Wharfage is a mere charge made by the owner of the soil or shore for the use of a portion of it, which charge he has a right to make. The price, perhaps, may be subject to municipal regulation, but the right to charge is undoubted. O'Conley v. Natchez, 9 Miss. (1 Sm. and M.), 31; Cannon v. New Orleans, 20 Wall., 577. Right to compensation for the use of a wharf may be claimed upon an express or implied contract, according to the circumstances. If the price has not been agreed upon, the proprietor recovers what is just and reasonable for the use of his property and the benefit conferred, as in other like cases. 1 Farnham on Waters, 570. A riparian owner had at common law a (34) qualified interest in the water frontage belonging by nature to his land, and, consequently, the right to construct thereon wharves, piers, or landings as far as deep water, subject, however, to certain restrictions in their construction and use imposed by statute (Rev., 1696), one of which is, that navigation must not be obstructed. Bond v. Wool, 107 N.C. 139. This originated the right to compensation for wharfage or for the use of the wharf, pier, or landing. Lord Mansfield said: "Everybody that pays has a benefit, for if they go to the wharf they have the benefit of it, and if they land their goods elsewhere within the manor, they land upon the plaintiff's property." Colton v. Smith, 1 Cowper, 47. In the case of Fitzsimmons v. Milner, 32 S.C. (2 Rich.), 370, it was held that, though it was shown to be customary for the factor to pay the wharfage charges for goods shipped to his consignee, yet the latter is also liable as owner, if the former failed to pay them, because of his right of property and the benefit received from the care of the goods and the use of the wharf. It is also said in that case: "That it is the rule of law, as well as the custom, for the consignee to pay the wharfinger, may, we think, be gathered from the cases." Whether that be so or not, we conclude that, upon the facts agreed, the plaintiff has derived a benefit, as far as appears, from the use of the wharf, and, upon a well-settled principle, should pay its reasonable value, which is admitted in the case to be the amount claimed, though the precise nature of the use is not disclosed. This Court has recognized the right of a wharfinger to charge the owner of goods for the use of his wharf. Wooster v. Blossom, 50 N.C. 244.

It does not appear distinctly whether the charge against the defendant was for dockage or berthage, strictly speaking, or for wharfage, using the former terms in the sense of a charge against a vessel for the privilege of mooring to a wharf or pier, which is one of the usual and customary port charges against the vessel, and the latter as denoting a (35) charge against merchandise for the use of a wharf, which is said to be one of its meanings. 30 A. and E. (2 Ed.), 497; People v. Roberts, 92 Cal. 659; The Wharf Case, 3 Bland, 373; Rodgers v. Stophel, 32 Pa. St., 111. We infer from all the facts and circumstances that the charge in this case was of the latter kind.

※

**STATED TASK**
Rewrite the wharfage text starting with "It does not" and going on through "the latter kind.", swapping "vessel" for "ship". None of the material after this point is needed.

**RECORDED INFORMATION**
※

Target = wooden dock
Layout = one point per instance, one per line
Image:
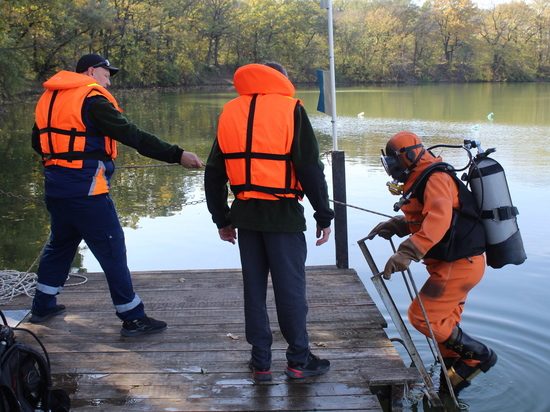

※

**EXERCISE RESULT**
It does not appear distinctly whether the charge against the defendant was for dockage or berthage, strictly speaking, or for wharfage, using the former terms in the sense of a charge against a ship for the privilege of mooring to a wharf or pier, which is one of the usual and customary port charges against the ship, and the latter as denoting a (35) charge against merchandise for the use of a wharf, which is said to be one of its meanings. 30 A. and E. (2 Ed.), 497; People v. Roberts, 92 Cal. 659; The Wharf Case, 3 Bland, 373; Rodgers v. Stophel, 32 Pa. St., 111. We infer from all the facts and circumstances that the charge in this case was of the latter kind.